++++ Selected text ++++
Although bank stress testing continues to evolve, it is a solid way to determine if banks can handle major crises. The bank collapses that occurred in early 2023 could have spiraled into a much bigger problem if stress testing wasn't commonplace. Instead, stress testing helped to prevent a great deal more collateral damage.

Types of stress tests

What are the types of stress tests?

There are two main types of stress tests currently in use in the American banking industry. The test a bank takes is generally based on the size of the bank's assets. The more assets, the more testing is required and the more vigorous it becomes. Here are the two tests:

Comprehensive Capital Analysis and Review (CCAR)

The Comprehensive Capital Analysis and Review (CCAR) testing is for banks with more than $100 billion in assets. It's essentially a review of the bank on paper, with a quantitative and qualitative component. The goal is to see if the bank has sufficient capital to continue operations through a crisis and whether its capital planning process can ensure income despite its specific risk factors.
++++ Information shown ++++
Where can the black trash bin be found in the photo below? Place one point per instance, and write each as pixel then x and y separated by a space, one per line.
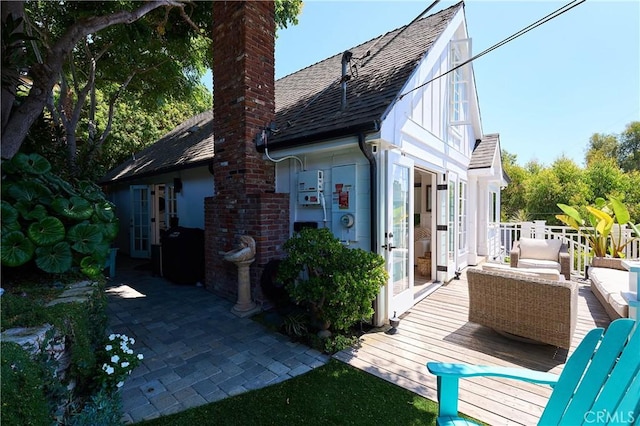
pixel 183 255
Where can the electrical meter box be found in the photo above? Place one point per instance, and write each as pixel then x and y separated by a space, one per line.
pixel 343 203
pixel 310 187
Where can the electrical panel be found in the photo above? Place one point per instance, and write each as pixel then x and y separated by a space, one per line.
pixel 343 205
pixel 310 187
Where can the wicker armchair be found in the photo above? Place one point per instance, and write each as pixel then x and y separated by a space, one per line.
pixel 539 253
pixel 529 307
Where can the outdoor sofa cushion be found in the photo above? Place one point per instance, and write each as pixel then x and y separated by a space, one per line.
pixel 545 273
pixel 541 253
pixel 539 249
pixel 608 284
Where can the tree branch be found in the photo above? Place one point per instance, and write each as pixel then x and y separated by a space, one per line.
pixel 45 75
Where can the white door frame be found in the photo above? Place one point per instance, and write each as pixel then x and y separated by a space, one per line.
pixel 140 221
pixel 397 236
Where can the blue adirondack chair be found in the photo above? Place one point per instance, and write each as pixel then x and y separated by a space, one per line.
pixel 599 384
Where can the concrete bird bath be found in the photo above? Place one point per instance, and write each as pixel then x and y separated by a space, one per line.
pixel 243 256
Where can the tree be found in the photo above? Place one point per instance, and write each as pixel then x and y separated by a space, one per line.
pixel 132 38
pixel 600 147
pixel 629 148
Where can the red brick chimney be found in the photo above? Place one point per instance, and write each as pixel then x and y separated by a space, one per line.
pixel 245 202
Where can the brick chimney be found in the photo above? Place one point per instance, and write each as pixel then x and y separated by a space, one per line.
pixel 245 202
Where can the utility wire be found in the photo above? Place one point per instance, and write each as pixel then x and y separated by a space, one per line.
pixel 567 7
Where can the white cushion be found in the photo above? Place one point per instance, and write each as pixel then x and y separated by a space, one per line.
pixel 534 248
pixel 611 283
pixel 538 263
pixel 544 273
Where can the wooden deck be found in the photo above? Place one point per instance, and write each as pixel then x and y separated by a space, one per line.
pixel 436 329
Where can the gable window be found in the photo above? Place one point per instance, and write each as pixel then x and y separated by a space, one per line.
pixel 460 51
pixel 494 212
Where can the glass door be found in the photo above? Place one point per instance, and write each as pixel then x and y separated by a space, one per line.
pixel 398 232
pixel 140 222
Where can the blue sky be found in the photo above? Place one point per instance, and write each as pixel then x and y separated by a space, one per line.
pixel 546 92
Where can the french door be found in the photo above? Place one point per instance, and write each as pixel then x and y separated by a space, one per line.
pixel 140 223
pixel 398 232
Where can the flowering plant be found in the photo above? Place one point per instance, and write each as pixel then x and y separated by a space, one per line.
pixel 119 361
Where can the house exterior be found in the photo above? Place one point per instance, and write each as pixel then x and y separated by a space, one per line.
pixel 169 179
pixel 382 144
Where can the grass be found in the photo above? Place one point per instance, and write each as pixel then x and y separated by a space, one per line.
pixel 334 394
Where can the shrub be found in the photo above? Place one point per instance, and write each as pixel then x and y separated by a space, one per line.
pixel 23 397
pixel 335 283
pixel 51 224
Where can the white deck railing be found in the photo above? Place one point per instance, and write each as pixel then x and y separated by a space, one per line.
++++
- **Requirement**: Please rewrite the stretch of the passage on bank stress tests from "What are the" through "specific risk factors.", substituting "holdings" for "assets". The entries are separate material, apart from the passage on bank stress tests.

- **Output for this task**:
What are the types of stress tests?

There are two main types of stress tests currently in use in the American banking industry. The test a bank takes is generally based on the size of the bank's holdings. The more holdings, the more testing is required and the more vigorous it becomes. Here are the two tests:

Comprehensive Capital Analysis and Review (CCAR)

The Comprehensive Capital Analysis and Review (CCAR) testing is for banks with more than $100 billion in holdings. It's essentially a review of the bank on paper, with a quantitative and qualitative component. The goal is to see if the bank has sufficient capital to continue operations through a crisis and whether its capital planning process can ensure income despite its specific risk factors.